:: PROBLEM A ::
Report each line in the records that contains the string "every", copying the line in full.

:: EXTRACT TO READ ::
-- start --

In science, a desiccator is a glass jar used in practical chemistry for making or keeping small amounts of material very dry. The material is placed on a shelf, and a drying agent or desiccant, such as dry silica gel or anhydrous caustic soda, is placed below the shelf.

Often some sort of humidity indicator is included in the desiccator to show, by color changes, the level of humidity. These indicators are in the form of indicator plugs or indicator cards. The active chemical is cobalt chloride (CoCl2). Anhydrous cobalt chloride is blue. When it bonds with two water molecules, (CoCl2•2H2O), it turns purple, and its hexahydrate form (CoCl2•6H2O) is pink.

Broadcasting

In broadcast engineering, a desiccator may be used to pressurize the feedline of a high-power broadcast station. Because it carries very high electrical power levels from the transmitter to the antenna, the feedline must have a good dielectric. Because it must also be lightweight so as not to overload the radio tower, air is often used as the dielectric. Since moisture can condense in these lines, desiccated air or nitrogen gas is pumped in. This pressure also keeps water or other dampness from coming in the line at any point along its length.

Other uses

Desiccated coconut is the dried, finely shredded flesh of the coconut, much used in cooking desserts. It is also used in other types of food preservation.

Mild desiccation of the air can be accomplished with a dehumidifier.

-- end --

:: PROVIDED ENTRIES ::
-- start --

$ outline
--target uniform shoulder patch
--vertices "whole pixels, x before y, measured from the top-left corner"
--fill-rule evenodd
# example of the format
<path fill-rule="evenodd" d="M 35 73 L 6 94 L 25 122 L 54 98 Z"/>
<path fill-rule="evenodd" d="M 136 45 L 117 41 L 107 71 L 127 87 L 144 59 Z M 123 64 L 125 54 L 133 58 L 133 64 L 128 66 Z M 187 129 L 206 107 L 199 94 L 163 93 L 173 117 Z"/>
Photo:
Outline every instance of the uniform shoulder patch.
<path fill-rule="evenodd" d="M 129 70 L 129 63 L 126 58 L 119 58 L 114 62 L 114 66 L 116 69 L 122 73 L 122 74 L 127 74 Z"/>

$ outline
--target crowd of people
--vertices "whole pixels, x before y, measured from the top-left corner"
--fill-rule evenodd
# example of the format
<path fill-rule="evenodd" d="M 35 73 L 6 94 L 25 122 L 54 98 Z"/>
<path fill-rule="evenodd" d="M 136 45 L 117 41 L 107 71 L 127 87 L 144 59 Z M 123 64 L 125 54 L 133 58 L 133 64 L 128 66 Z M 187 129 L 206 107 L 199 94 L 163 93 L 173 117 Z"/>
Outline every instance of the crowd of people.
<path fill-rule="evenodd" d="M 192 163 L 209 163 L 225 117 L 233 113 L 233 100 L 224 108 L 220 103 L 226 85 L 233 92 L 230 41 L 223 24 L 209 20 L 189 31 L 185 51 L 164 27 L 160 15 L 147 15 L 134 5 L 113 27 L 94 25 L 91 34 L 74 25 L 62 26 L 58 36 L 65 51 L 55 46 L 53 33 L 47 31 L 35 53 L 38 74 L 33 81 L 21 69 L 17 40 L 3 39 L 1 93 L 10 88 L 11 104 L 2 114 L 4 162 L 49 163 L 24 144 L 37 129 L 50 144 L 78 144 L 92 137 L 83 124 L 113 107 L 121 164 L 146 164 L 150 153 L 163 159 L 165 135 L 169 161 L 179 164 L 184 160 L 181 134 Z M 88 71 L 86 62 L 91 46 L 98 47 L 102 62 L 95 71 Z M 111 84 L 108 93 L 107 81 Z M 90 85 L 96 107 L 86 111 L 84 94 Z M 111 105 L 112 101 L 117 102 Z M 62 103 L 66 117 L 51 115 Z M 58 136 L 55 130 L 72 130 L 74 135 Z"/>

-- end --

:: PROBLEM B ::
Set down the passage on desiccators word for word from "In science, a" to "below the shelf.".

:: COMPLETE ANSWER A ::
Outline every instance of the uniform shoulder patch.
Outline every instance of the crowd of people.

:: COMPLETE ANSWER B ::
In science, a desiccator is a glass jar used in practical chemistry for making or keeping small amounts of material very dry. The material is placed on a shelf, and a drying agent or desiccant, such as dry silica gel or anhydrous caustic soda, is placed below the shelf.